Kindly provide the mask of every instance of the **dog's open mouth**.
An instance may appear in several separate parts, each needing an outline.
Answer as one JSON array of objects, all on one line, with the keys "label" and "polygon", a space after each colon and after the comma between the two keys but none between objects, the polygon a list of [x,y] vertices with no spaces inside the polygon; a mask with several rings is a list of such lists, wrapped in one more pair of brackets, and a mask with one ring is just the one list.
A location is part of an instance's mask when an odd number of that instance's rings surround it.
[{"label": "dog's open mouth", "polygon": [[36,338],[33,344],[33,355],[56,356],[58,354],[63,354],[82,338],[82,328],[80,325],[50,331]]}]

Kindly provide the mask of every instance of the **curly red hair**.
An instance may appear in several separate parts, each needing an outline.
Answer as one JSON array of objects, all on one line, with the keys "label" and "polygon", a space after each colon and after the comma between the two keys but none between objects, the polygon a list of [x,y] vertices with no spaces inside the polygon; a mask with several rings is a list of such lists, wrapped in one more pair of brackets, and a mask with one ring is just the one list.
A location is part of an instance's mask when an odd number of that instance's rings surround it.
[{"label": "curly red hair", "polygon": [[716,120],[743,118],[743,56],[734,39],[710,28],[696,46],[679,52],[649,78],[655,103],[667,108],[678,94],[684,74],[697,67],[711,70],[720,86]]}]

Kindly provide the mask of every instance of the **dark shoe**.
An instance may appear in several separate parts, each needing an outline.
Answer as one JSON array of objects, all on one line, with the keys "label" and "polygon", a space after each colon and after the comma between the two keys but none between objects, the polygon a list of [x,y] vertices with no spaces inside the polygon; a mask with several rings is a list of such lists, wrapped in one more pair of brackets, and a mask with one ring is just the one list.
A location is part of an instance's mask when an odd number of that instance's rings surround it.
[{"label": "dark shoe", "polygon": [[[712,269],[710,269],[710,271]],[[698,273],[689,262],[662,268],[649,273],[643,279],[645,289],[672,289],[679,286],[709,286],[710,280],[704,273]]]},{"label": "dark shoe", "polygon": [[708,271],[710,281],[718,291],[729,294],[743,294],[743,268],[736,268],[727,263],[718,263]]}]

-------------------------

### Exercise:
Can you retype the lines above without any changes, starting at the one that contains "Kindly provide the mask of every instance of the **curly" and ending at the very last line?

### Answer below:
Kindly provide the mask of every instance of the **curly red hair**.
An instance may appear in several separate parts, each needing an outline.
Answer as one JSON array of objects, all on one line, with the keys "label" and "polygon", a space after each colon and after the comma between the two keys but none between objects, the polygon a list of [x,y] vertices with no spaces inside the polygon; a mask with several rings is a list of such lists, wrapped in one more pair of brackets, and a mask with one ring is just the one list.
A location is part of an instance's mask when an odd number of that instance's rings surround it.
[{"label": "curly red hair", "polygon": [[716,120],[743,118],[743,56],[734,39],[710,28],[696,46],[679,52],[649,78],[655,103],[667,108],[678,94],[684,74],[697,67],[711,70],[720,86]]}]

Kindly provide the mask of every instance of the **dark shoe**.
An instance may appear in several separate parts, each needing an outline.
Answer as one JSON array of objects, all on one line, with the keys "label" and "polygon", a space after each colon and after the comma between the two keys but none between objects, the polygon a list of [x,y] vertices with no spaces inside the polygon; a mask with several rings is a list of such lists, wrapped in one more pair of brackets, and a mask with one ring is just the one list.
A location is part of an instance's mask when an odd number of that instance's rings surround it.
[{"label": "dark shoe", "polygon": [[[712,269],[710,269],[710,271]],[[698,273],[689,262],[662,268],[649,273],[643,279],[645,289],[672,289],[679,286],[709,286],[710,280],[704,273]]]},{"label": "dark shoe", "polygon": [[708,271],[710,281],[718,291],[729,294],[743,294],[743,268],[736,268],[727,263],[718,263]]}]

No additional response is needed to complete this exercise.